• 取り組む課題
1. 電子密度解析についての文章を、2文で要約しなさい。
2. 電子密度解析についての文章によると、TMTTF二量体内で電子相関による電荷秩序が生じたときの平均の電荷移動量はいくらですか。
3. 電子密度解析についての文章を、最後の文の後から続けて書きなさい。

• 読解文
┌──

我々は、この系の良質な結晶を用いて様々な測定を試みたデータを収集し、更にこのデータについて現在提案されている様々な電子密度解析の方法を適用してみました。例えば、SPring-8で得られた高分解能のデータの逆フーリエ変換を試みると、数学的にフーリエ変換の打ち切りと呼ばれる影響の為に原子の持つ電子雲をまともに捉えることが出来ません(図3(a))。そこで、原子の持つ結合に寄与しない電子(内殻電子)の情報とフロンティア軌道7) と呼ばれる分子軌道を形成する電子情報を分離する解析手法を用いました。この結果、分子を構成する原子の位置などの精密な情報とフロンティア軌道を形成する電子密度の情報を別々に得ることが出来ました。図3(b)は、このフロンティア軌道という分子軌道の電子雲を描いたものです。この結果、TMTTF二量体内で電子相関による電荷秩序が平均して電荷移動量 δCO=0.20 e という極めて僅かな分量で生じていることを突き止めました。この電荷移動量が微小だったために、様々な実験でその変化をとらえきれなかったわけです。更に、その電荷密度の結晶内の分布は図4に示すように、正孔-rich(黄色)と正孔-poor(緑色)なTMTTF分子が互いに最も避けあう2次元的なウィグナー結晶状態(電子結晶)を形成していることが電子密度レベルで初めて明らかとなりました[図4]。

└──

保存済みの項目:

┌──

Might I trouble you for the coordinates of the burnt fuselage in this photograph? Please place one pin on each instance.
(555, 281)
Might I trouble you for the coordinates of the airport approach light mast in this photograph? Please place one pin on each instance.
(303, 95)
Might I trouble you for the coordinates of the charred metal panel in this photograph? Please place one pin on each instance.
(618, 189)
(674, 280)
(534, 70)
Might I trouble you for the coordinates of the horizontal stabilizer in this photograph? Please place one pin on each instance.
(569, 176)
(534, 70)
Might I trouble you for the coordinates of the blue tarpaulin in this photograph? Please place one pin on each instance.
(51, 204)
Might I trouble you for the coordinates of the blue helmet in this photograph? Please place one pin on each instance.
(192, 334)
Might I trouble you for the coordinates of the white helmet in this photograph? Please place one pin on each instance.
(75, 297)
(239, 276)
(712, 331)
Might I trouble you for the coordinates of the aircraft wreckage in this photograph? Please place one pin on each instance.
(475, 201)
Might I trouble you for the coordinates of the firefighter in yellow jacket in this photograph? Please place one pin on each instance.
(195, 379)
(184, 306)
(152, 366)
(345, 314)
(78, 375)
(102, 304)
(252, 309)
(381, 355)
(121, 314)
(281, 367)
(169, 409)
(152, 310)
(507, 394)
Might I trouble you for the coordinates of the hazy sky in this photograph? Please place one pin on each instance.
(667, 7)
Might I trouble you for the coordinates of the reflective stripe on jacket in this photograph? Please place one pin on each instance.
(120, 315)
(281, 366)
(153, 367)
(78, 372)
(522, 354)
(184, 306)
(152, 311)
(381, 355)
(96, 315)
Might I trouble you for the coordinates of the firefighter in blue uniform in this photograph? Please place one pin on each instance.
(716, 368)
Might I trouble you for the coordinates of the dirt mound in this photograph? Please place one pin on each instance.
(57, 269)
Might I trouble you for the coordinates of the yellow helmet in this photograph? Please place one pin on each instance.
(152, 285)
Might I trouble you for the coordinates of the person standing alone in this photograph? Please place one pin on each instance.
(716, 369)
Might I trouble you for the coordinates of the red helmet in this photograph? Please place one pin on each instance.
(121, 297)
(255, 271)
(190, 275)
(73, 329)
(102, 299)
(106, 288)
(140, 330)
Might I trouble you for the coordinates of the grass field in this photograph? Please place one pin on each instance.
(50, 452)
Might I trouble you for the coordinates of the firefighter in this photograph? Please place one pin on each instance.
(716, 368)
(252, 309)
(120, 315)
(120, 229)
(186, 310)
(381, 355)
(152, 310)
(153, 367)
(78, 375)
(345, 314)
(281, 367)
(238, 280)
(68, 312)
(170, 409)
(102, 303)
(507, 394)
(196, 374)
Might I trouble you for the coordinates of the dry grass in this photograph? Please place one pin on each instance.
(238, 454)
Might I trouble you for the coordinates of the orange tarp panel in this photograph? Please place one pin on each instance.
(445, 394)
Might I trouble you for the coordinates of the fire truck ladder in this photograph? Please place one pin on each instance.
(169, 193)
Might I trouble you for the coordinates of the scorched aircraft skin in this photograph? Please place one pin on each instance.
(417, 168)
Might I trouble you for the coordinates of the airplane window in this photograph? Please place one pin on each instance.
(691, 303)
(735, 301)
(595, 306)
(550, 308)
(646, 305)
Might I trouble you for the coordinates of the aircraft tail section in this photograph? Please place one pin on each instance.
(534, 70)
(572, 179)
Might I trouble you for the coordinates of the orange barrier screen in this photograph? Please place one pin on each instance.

└──

• 解答例
1. 内殻電子の情報とフロンティア軌道を形成する電子の情報を分離する解析手法を用いることで、原子の位置などの精密な情報とフロンティア軌道の電子密度の情報を別々に得ることができた。その結果、TMTTF二量体内で平均して電荷移動量0.20 eという極めて僅かな電荷秩序が生じ、正孔-richと正孔-poorなTMTTF分子が互いに最も避けあう2次元的なウィグナー結晶状態を形成していることが、電子密度レベルで初めて明らかになった。

2. δCO=0.20 eです。

3.
図3 (a) TMTTF分子の構造、(b) 孤立分子の量子化学計算による分子軌道。分子軌道は電子密度ではなく、量子的な位相の符号によって赤と青に塗り分けられている。実験的に観測できるのは軌道の二乗の電子密度。(c) 逆フーリエ変換によって計算されたTMTTF分子の全電子密度分布。数学的な打ち切りの影響によって原子周りの電子に多くの偽の波が立っていて分子軌道が特定できない。(d) CDFS法によって分子軌道のフロンティア軌道を抽出した電子雲の様子。結合性の炭素間の二重結合の様子や、(d)の図の赤と青の軌道の位相の境目となっている炭素-硫黄間の反結合による節の状態などが明瞭に観測されている。
図4 電荷秩序相のウィグナー結晶状態。正孔の多い(電子の少ない)黄色と正孔の少ない(電子の多い)緑色で表わされたTMTTF分子の長軸方向から眺めた配列の様子。ピンクはPF6の閉殻の陰イオン。価数の異なる分子が自己集積的に離れて結晶化し、矢印で示したように緑の分子の周りの最も近い分子が全て黄色の分子になっている。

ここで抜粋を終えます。